WaywardWomen

Victorian England's Female Offenders

Archive for the tag “trauma”

All Aboard the Amphitrite

Penal transportation to Australia is a fascinating subject for anyone interested in England’s history of crime and punishment. What we should make of transportation, and how we should perceive it as both a system of punishment and a human experience is something that divides historians. Few accounts of transportation to Australia would deny the horrors undergone by convicts who awaited transportation in hulks or prisons, or the terrifying and treacherous journeys facing those who sailed to Australia. When they arrived in Australia convicts could face back-breaking labour and a brutal system of secondary punishments which kept them under control.

However, some have also highlighted the benefits that transportation offered convicts. Prisoners under sentence could marry, they could take employment and earn money. Once a convict was issued their ‘ticket-of-leave’ they were essentially free to take advantage of the opportunities that the colony had to offer.  They could find work, acquire land, and prosper. Freedom in Australia could bring a life *and climate* the likes of which many English convicts had never known. Digital Panopticon Ph.D student Emma Watkins recently spoke about the success of Mary Reiby, transported to New South Wales at the age of fourteen, who built a family and a successful business after the expiration of her seven year sentence. So remarkable was Mary’s contribution to the colony that since 1994 her face has graced the Australian $20 Bill.

SUPPLIED MATERIAL>

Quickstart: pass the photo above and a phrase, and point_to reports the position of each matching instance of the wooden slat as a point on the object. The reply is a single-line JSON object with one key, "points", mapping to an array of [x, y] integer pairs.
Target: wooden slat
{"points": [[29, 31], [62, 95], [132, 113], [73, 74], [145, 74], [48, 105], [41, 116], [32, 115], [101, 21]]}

GIVEN REQUEST 1>
Answer these from the post on penal transportation:
(a) Where did convicts await transportation, according to the post?
(b) How old was Mary Reiby when she was transported to New South Wales?
(c) Since what year has her face appeared on the Australian $20 bill?
GIVEN REQUEST 2> Carry on the post on penal transportation, picking up after its final sentence.
The material above stands apart from the post on penal transportation.

RESPONSE 1>
(a) In hulks or prisons.
(b) Fourteen.
(c) 1994.

RESPONSE 2>
Australian $20

Of course, not every convict story was as happy as Mary’s. It would only be too easy to view transportation through the rose-tinted lens of history, forgetting the immense psychological damage that could be done to those forcefully separated from everything and everyone they knew, transported across the world in bondage, never to return. Or the physical dangers that awaited those who sailed to Australia and toiled on its unfamiliar shores. Nonetheless, we have enough evidence to suggest that not all convicts looked to the colonies with terror. Some viewed the opportunities available to convicts in Australia as preferable to undergoing English punishment. Particularly in the 1830s, 1840s and 1850s when the horrors of initial settlement were largely over and two successful colonies in New South Wales and Van Diemen’s land were established. Some have even suggested that the end of penal transportation in 1868 was due, at least in part, to it no longer providing sufficient deterrent to convicts. Not all offenders were as opposed to life in Australia as we might expect.

Much of the history of transportation continues to interrogate these ideas. What was life really like for convicts in Australia? Who was selected for transportation and how? Did transportation offer a better prospect of reform, a better chance of offenders going on to have a ‘successful’ life? Did transportation work better than imprisonment? These are just some of the questions being considered by the Digital Panopticon’s Penal Outcomes theme.

In our haste to measure and chart the lives of convicts landing in Australia, we can often lose sight of the individual human journeys that were taking place. The great injustice befalling those sent unwillingly miles from home as property of the state, or the hopes and heartbreak of those who begged to go but never began a new life in Australia. Sometimes a single voyage, like that of the Amphitrite, gives us pause to think about the people behind the penal outcomes, and the multiple tragedies revealed by transportation.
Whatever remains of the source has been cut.